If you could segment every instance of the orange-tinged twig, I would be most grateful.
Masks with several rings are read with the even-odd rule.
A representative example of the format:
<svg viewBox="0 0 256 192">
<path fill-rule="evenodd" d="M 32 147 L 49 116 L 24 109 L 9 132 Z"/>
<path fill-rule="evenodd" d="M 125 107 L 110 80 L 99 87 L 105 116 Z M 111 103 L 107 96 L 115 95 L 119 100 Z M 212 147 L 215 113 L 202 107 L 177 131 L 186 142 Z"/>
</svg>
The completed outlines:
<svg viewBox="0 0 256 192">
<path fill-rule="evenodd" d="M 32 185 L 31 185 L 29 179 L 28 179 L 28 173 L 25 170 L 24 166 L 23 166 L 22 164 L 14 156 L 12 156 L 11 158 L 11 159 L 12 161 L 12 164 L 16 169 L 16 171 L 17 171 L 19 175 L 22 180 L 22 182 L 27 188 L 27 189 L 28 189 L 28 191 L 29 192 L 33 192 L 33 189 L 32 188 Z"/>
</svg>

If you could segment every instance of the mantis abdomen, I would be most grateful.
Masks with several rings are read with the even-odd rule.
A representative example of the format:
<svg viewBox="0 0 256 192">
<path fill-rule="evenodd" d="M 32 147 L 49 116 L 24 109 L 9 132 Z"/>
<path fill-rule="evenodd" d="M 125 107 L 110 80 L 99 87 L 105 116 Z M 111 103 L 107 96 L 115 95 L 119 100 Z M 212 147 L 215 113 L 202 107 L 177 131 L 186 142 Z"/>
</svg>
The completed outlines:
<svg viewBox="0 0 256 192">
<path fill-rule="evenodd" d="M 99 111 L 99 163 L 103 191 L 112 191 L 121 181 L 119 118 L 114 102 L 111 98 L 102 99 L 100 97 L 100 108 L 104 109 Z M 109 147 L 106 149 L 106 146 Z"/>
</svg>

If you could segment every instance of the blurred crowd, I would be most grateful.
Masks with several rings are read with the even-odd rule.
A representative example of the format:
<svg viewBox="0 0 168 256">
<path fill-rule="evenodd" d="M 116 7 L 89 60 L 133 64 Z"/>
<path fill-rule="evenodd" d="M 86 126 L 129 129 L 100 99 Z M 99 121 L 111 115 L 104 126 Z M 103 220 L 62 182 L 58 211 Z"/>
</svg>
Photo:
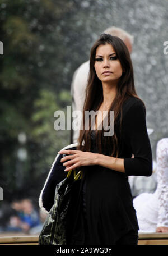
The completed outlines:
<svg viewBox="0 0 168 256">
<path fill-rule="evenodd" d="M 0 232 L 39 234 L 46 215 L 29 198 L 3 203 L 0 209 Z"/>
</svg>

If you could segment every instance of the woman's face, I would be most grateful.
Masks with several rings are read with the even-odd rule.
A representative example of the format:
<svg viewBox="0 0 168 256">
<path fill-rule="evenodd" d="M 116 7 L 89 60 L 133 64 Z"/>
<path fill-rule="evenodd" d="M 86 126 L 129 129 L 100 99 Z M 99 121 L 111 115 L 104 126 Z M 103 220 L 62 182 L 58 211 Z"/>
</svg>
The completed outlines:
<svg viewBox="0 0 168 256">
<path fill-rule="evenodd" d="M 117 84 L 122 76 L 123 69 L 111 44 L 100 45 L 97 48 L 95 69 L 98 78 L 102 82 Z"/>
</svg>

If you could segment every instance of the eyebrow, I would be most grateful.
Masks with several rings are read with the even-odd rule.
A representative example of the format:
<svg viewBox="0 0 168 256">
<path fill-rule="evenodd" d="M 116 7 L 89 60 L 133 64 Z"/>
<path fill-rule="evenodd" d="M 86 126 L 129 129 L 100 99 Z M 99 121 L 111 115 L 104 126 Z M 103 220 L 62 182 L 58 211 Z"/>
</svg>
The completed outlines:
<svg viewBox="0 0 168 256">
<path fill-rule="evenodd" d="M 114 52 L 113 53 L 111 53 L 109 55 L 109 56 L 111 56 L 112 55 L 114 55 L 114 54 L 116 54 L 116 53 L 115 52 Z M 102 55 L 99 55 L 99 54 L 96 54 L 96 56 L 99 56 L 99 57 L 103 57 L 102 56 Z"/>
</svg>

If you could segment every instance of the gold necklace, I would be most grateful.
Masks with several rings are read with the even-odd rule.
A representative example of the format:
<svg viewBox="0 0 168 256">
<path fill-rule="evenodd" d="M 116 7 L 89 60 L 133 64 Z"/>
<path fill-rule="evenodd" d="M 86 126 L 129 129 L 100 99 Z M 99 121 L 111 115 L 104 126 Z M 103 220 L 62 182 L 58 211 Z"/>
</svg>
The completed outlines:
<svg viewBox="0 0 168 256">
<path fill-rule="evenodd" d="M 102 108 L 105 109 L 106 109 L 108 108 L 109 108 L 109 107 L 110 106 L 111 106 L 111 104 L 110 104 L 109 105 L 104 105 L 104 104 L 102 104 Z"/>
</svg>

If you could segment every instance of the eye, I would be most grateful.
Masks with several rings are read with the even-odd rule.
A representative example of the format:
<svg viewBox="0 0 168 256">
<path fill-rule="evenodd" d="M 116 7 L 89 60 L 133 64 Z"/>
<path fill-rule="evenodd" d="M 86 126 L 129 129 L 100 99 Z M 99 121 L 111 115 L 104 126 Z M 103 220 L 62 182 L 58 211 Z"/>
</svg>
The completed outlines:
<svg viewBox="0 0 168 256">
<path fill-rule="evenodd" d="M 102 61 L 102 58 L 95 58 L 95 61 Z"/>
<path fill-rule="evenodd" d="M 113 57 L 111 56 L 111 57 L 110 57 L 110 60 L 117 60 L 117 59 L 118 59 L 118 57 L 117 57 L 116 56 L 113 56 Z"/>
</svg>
---
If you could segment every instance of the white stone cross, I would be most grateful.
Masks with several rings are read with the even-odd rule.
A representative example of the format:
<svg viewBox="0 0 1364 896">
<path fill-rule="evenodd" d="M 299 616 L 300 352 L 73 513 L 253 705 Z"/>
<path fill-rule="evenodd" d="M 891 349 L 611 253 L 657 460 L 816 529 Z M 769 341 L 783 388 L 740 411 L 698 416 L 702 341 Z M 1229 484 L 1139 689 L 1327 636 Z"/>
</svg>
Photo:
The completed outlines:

Exercise description: Return every line of the records above that contains the string "could", with case counting.

Problem solution:
If you could segment every instance of the orange-tinged twig, I would be most grateful.
If you could segment every instance of the mantis abdomen, I would be most grateful.
If you could segment every instance of the blurred crowd, I would be most grateful.
If you could segment every instance of the woman's face, I would be most grateful.
If you could segment every instance of the eyebrow, I would be most grateful.
If you could segment every instance of the gold necklace, I would be most grateful.
If you could segment every instance of the eye, I would be most grateful.
If you could segment every instance of the white stone cross, I would be most grateful.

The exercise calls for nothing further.